Assignment
Every line in the data below has to be repeated exactly; no picture belongs in the result.

--- --- ---

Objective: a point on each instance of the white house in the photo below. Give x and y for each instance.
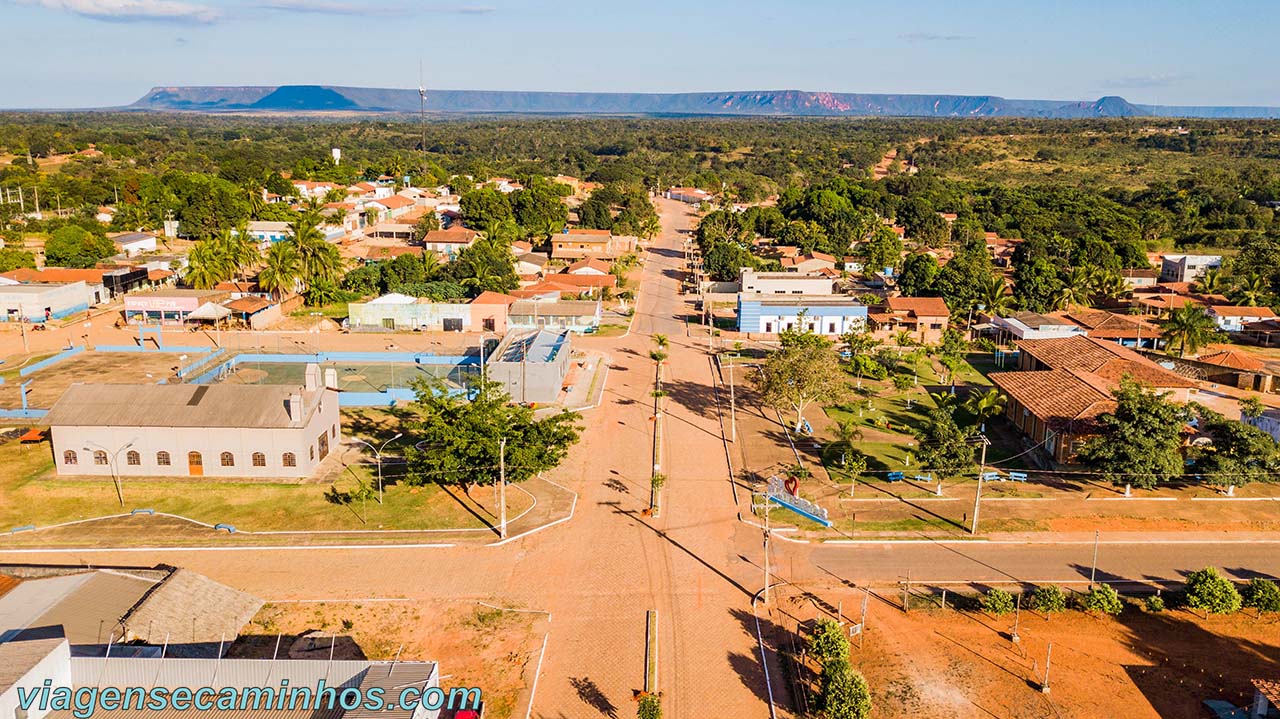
(1187, 268)
(1233, 319)
(135, 243)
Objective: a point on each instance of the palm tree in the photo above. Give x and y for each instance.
(993, 296)
(282, 270)
(983, 406)
(206, 265)
(1077, 289)
(1212, 282)
(1251, 291)
(1188, 329)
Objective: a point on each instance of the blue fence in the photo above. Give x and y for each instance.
(50, 361)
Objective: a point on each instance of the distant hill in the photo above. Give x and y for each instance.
(776, 102)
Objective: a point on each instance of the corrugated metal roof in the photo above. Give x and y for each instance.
(181, 406)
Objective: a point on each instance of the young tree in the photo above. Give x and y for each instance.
(1139, 442)
(945, 447)
(1210, 591)
(456, 440)
(803, 371)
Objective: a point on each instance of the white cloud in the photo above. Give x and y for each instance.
(135, 10)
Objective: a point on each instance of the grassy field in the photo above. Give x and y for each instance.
(30, 494)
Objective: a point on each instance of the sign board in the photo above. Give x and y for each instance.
(780, 494)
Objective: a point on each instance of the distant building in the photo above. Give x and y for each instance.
(131, 244)
(1187, 268)
(41, 302)
(574, 315)
(223, 430)
(689, 195)
(785, 283)
(1233, 319)
(923, 317)
(830, 315)
(531, 365)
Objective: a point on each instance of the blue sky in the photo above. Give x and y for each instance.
(101, 53)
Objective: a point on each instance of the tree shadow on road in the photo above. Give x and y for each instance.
(590, 694)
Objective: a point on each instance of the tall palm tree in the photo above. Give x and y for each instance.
(282, 270)
(983, 406)
(206, 265)
(1077, 289)
(1251, 291)
(1187, 329)
(993, 296)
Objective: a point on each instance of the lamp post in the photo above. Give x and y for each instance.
(378, 454)
(112, 463)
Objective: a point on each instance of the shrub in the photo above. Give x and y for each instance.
(1102, 599)
(844, 692)
(828, 642)
(649, 708)
(1212, 592)
(997, 601)
(1262, 595)
(1047, 599)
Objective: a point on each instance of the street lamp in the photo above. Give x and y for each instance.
(112, 463)
(378, 453)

--- --- ---

Your solution
Objective: a point on each instance of the white house in the photo below. Give x and y for each instance.
(1187, 268)
(1233, 319)
(135, 243)
Objective: a point on each instance of the palm tree in the photo above. Give x and y for each instance.
(993, 296)
(282, 270)
(983, 406)
(206, 265)
(1077, 289)
(1212, 282)
(1251, 291)
(1188, 329)
Objective: a point on each instance of the blue fence in the photo above. Give x and y for each instance.
(50, 361)
Objective: a point on each instance of the distant hill in the photo above. Give x and y for each instance.
(776, 102)
Objective: a point on each instance of the corrugated metal roof in the photo above. Give x and y for each instance.
(181, 406)
Objective: a point on each instance of the young tree in the photo above. Give x and y for each instance.
(1139, 442)
(945, 447)
(1210, 591)
(456, 440)
(803, 371)
Objective: a point on each instance of the white cloud in the photo above. Give x and y for each instance.
(135, 10)
Objective: a point on each instance of the grassy field in the photo above. Give x and y for each instance.
(30, 494)
Objective: a point on each instance of the sign board in the photo above. Give x and y for each instance.
(780, 494)
Objective: a point on each instance of the distant building in the photo above. Give x and y for each instance.
(131, 244)
(1187, 268)
(41, 302)
(574, 315)
(223, 430)
(689, 195)
(785, 283)
(1233, 319)
(923, 317)
(830, 315)
(531, 365)
Objective: a point on each instance of the blue sky in the photo above. Give x and y for each instance.
(101, 53)
Objective: a point on each instance of the tree shadow on road in the photo above. Give x and y for each instance.
(590, 694)
Objective: a point on each instance of the tall palm tree in the photo above. Give x and y for each instance.
(282, 270)
(983, 406)
(206, 265)
(1077, 289)
(1251, 291)
(1187, 329)
(993, 296)
Objective: a point on each instance of the lamp post in the photo above. Give x and y for each instance.
(378, 454)
(112, 463)
Objective: a point on each instance of the shrub in the photo above. Give x and y for each instance.
(1102, 599)
(844, 692)
(828, 642)
(649, 708)
(1212, 592)
(997, 601)
(1262, 595)
(1047, 599)
Objective: a point on each instance of the street lamp in the photo above. Give x and y for each instance.
(112, 463)
(378, 453)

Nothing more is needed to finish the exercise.